▶ **Exercise tasks**:
#1 In the blog post on emotional weight, reproduce the passage between "Emotional weight doesn’t" and "actually going on.", inclusive, swapping "fatigue" for "exhaustion".
#2 Answer these questions from the blog post on emotional weight:
(a) Who wrote the blog post?
(b) What three indicators of physical weight does it name?
(c) Which weights does it attribute to Covid-19?

▶ **Document section**:
• • • •
We are very pleased to share this blog post written by one of our Foster Parents, Marny Traverse. (Blogsite is no longer running)
Please read Marny’s story if you are thinking about fostering and are wondering what the journey looks like.
They say that weight can creep up on you. Little by little it’s added and if it happens slowly enough you don’t realize it until you collapse… unable to carry on. When we talk about physical weight we think that can’t happen because there are indicators. The clothes that are too tight, the space that is harder to squeeze through, the belt that needs to be let out a notch. But I think it’s still true that we are often surprised by how much weight has been added when we finally step on a scale and check!
Emotional weight doesn’t have an obvious way to check what we’re carrying. There is no scale to step on to see the amount of stress, drama, fatigue or pressure we’re carrying. These things slowly build up and start to affect our appetite, our sleep, our patience, our relationships… and we don’t always link the outward signs to what is actually going on.
Covid-19 has been a long hard haul for some people. Uncertainty and fear, frustration and financial stress, isolation and irritation. All become weights we don’t even realize we’re carrying. Then one day you snap and behave in a way you are embarrassed about later… but it wasn’t the incident itself it was the weight you were carrying without knowing. That weight has worn you down to where you can’t bear any more.
• • • •
▶ **Data listing**:

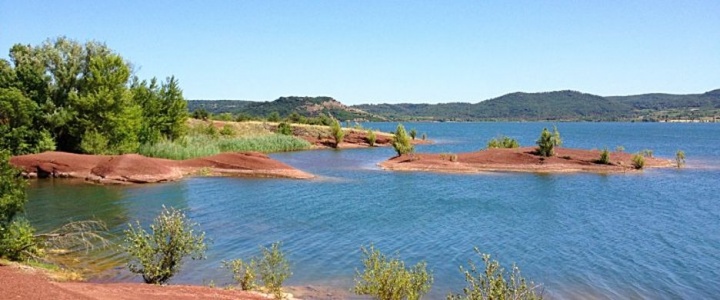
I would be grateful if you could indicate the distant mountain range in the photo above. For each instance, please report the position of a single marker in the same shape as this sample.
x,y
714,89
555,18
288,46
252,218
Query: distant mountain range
x,y
557,106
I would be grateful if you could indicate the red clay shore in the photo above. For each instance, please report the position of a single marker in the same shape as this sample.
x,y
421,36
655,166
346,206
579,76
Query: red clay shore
• • • •
▶ **Your written answers**:
#1
Emotional weight doesn’t have an obvious way to check what we’re carrying. There is no scale to step on to see the amount of stress, drama, exhaustion or pressure we’re carrying. These things slowly build up and start to affect our appetite, our sleep, our patience, our relationships… and we don’t always link the outward signs to what is actually going on.

#2
(a) Marny Traverse, one of the Foster Parents.
(b) Clothes that are too tight, a space that is harder to squeeze through, and a belt that needs to be let out a notch.
(c) Uncertainty and fear, frustration and financial stress, isolation and irritation.